● Task objective: Nothing in the records may be left out or altered; reproduce them all exactly.

● Items:
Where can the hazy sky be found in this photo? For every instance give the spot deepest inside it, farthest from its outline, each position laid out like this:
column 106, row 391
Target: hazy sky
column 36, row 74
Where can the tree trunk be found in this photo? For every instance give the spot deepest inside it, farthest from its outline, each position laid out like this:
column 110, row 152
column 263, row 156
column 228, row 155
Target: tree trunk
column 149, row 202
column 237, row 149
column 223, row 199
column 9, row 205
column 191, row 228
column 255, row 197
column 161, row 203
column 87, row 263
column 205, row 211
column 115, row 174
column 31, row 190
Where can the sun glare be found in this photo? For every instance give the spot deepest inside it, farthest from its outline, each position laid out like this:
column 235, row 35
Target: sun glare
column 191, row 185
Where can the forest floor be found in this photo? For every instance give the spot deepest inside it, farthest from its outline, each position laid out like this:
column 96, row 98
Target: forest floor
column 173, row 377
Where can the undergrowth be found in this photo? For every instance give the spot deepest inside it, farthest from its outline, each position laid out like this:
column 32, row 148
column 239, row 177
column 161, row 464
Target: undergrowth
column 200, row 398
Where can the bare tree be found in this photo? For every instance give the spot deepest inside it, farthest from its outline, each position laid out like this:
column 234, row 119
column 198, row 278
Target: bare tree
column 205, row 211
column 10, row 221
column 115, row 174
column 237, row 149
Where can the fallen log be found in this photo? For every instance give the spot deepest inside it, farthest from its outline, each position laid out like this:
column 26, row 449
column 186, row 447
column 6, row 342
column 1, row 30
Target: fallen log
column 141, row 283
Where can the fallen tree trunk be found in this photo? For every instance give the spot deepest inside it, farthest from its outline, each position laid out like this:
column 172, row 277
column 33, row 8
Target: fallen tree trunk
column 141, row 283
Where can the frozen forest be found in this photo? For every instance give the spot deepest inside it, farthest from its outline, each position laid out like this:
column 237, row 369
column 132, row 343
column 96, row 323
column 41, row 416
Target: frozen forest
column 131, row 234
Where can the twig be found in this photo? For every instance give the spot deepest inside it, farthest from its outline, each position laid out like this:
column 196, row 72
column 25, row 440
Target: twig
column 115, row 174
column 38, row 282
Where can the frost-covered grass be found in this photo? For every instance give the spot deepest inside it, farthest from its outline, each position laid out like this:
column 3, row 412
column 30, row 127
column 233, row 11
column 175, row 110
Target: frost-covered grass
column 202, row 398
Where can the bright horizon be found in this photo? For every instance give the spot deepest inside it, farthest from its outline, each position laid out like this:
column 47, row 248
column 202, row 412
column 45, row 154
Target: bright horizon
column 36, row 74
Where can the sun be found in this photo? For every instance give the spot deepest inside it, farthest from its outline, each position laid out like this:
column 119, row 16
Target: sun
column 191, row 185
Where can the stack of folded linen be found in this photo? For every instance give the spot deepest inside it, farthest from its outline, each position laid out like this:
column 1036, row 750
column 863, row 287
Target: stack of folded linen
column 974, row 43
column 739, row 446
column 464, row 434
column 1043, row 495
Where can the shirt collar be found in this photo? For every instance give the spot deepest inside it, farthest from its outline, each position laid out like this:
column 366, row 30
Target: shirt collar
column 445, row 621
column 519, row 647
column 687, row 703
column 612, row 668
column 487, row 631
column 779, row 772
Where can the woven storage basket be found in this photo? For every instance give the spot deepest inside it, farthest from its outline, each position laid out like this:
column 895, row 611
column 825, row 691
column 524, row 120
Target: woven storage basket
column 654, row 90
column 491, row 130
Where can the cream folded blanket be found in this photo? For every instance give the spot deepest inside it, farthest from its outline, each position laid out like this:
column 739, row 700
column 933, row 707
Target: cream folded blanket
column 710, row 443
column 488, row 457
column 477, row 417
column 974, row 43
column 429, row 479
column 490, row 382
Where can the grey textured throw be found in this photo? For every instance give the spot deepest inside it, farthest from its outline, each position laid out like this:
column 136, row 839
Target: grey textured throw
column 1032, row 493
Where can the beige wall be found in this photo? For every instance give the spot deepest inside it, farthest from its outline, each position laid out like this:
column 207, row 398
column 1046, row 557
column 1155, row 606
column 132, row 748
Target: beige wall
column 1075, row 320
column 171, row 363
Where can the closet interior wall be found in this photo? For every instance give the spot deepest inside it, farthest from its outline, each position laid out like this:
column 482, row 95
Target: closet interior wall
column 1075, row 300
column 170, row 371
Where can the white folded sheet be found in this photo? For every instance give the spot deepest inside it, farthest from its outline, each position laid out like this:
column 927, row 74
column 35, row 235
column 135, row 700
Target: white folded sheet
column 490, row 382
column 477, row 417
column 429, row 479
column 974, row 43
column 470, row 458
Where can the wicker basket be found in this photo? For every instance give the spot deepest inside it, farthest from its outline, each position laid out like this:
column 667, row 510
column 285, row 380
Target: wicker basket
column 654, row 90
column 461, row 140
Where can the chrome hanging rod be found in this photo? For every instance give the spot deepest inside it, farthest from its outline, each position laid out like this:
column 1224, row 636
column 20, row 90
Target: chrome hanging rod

● Task output:
Where can the hazy sky be found in this photo? For every instance give the spot deepest inside it, farthest from its outline, each position laid out like this:
column 106, row 391
Target: hazy sky
column 36, row 74
Where can the tree trunk be found in this photo? For every instance give the spot deepest inside it, farthest from its outline, each position laid out like this:
column 110, row 152
column 263, row 156
column 228, row 155
Target: tree trunk
column 149, row 202
column 237, row 149
column 223, row 199
column 9, row 205
column 191, row 228
column 255, row 197
column 161, row 203
column 87, row 263
column 205, row 211
column 115, row 174
column 31, row 190
Where can the sun glare be found in this photo? For every instance give the spot deepest inside it, farthest from its outline, each position laid out like this:
column 235, row 35
Target: sun glare
column 191, row 185
Where can the forest floor be found in this photo? For every instance give the spot deepest inside it, farthest from its outline, each position laid out like this:
column 96, row 98
Target: forest floor
column 173, row 377
Where can the undergrowth be found in this photo? For every instance give the spot deepest inside it, farthest from its outline, each position laid out like this:
column 32, row 148
column 239, row 177
column 161, row 464
Target: undergrowth
column 200, row 398
Where can the bare tree be found in this photo? For every instance give the spot deepest inside it, farthest from its outline, each position laid out like this:
column 234, row 119
column 198, row 278
Target: bare tree
column 205, row 211
column 10, row 221
column 115, row 174
column 237, row 149
Where can the fallen log be found in this photo? For every instance give the spot deepest inside it, farthest from its outline, each position laid out like this:
column 26, row 449
column 186, row 447
column 6, row 342
column 1, row 30
Target: fallen log
column 141, row 283
Where can the fallen tree trunk be found in this photo? For every instance give the spot deepest inside it, farthest from its outline, each position laid out like this:
column 172, row 277
column 33, row 8
Target: fallen tree trunk
column 141, row 283
Where can the frozen forest be found in this photo? For every instance give the spot deepest inside it, farthest from its outline, each position laid out like this:
column 237, row 369
column 132, row 343
column 96, row 323
column 41, row 416
Target: frozen forest
column 131, row 234
Where can the twig be found in this photo? For every instance give the spot deepest inside it, farthest from its outline, each position laid out like this:
column 196, row 72
column 25, row 440
Target: twig
column 115, row 174
column 38, row 282
Where can the frost-covered grass be found in this photo? For every instance give the spot deepest inside it, farthest from its outline, each position laid out like this:
column 3, row 412
column 30, row 127
column 233, row 11
column 175, row 110
Target: frost-covered grass
column 202, row 398
Where can the bright horizon be found in this photo? For every instance give the spot deepest inside it, farthest from its outline, each position laid out like this:
column 47, row 248
column 202, row 412
column 45, row 154
Target: bright horizon
column 36, row 74
Where can the sun be found in this photo? For every instance give the spot deepest inside it, farthest from its outline, each position laid out like this:
column 119, row 16
Target: sun
column 191, row 185
Where can the stack of folded linen be found in this photo? For every instance give the spot deepest inside it, farthest from its outline, each position laid out like this:
column 1036, row 750
column 863, row 287
Target: stack of folded linen
column 974, row 43
column 739, row 446
column 464, row 434
column 1043, row 495
Where can the shirt collar be found in this photo? For every instance give the spot deepest inside it, farthest from its outline, each position laid out like this:
column 366, row 30
Target: shirt collar
column 445, row 621
column 519, row 647
column 687, row 703
column 612, row 668
column 487, row 631
column 779, row 772
Where can the woven storage basket be found in this photo? For every instance give the spot deepest inside it, farthest from its outline, each position laid out like this:
column 895, row 611
column 825, row 691
column 524, row 120
Target: woven storage basket
column 654, row 90
column 491, row 130
Where can the cream folded blanket be found in this photo? For every instance give the spot deepest inside it, farthest from its outline, each position laid out like this:
column 739, row 700
column 933, row 707
Target: cream folded blanket
column 710, row 443
column 488, row 457
column 477, row 417
column 974, row 43
column 429, row 479
column 490, row 382
Where can the grey textured throw be found in this photo? For every instance give the spot deepest inside it, farthest from its outline, each position laid out like this:
column 136, row 839
Target: grey textured throw
column 1032, row 493
Where can the beige wall be found in this photo? For every instance give the spot deepest inside it, farthest from its outline, each position laid out like this:
column 207, row 398
column 1046, row 557
column 1155, row 606
column 132, row 748
Target: beige wall
column 1075, row 320
column 171, row 363
Where can the closet interior wall be found in this photo? For every instance give the spot deepest inside it, farthest from its outline, each position laid out like this:
column 482, row 95
Target: closet interior wall
column 1075, row 300
column 170, row 371
Where can the white folded sheet be found in this photo? For every instance give the spot deepest inside it, farthest from its outline, each position laid out like this:
column 927, row 74
column 35, row 235
column 135, row 700
Target: white folded sheet
column 490, row 382
column 477, row 417
column 429, row 479
column 974, row 43
column 470, row 458
Where can the wicker basket be found in this photo? For every instance give the spot deepest inside it, farthest from its outline, each position laid out like this:
column 667, row 510
column 285, row 380
Target: wicker basket
column 654, row 90
column 461, row 140
Where can the chrome hanging rod be found in this photo? For every instance give the spot deepest inside it, farthest from its outline, each position laid out like this:
column 1224, row 636
column 20, row 90
Target: chrome hanging rod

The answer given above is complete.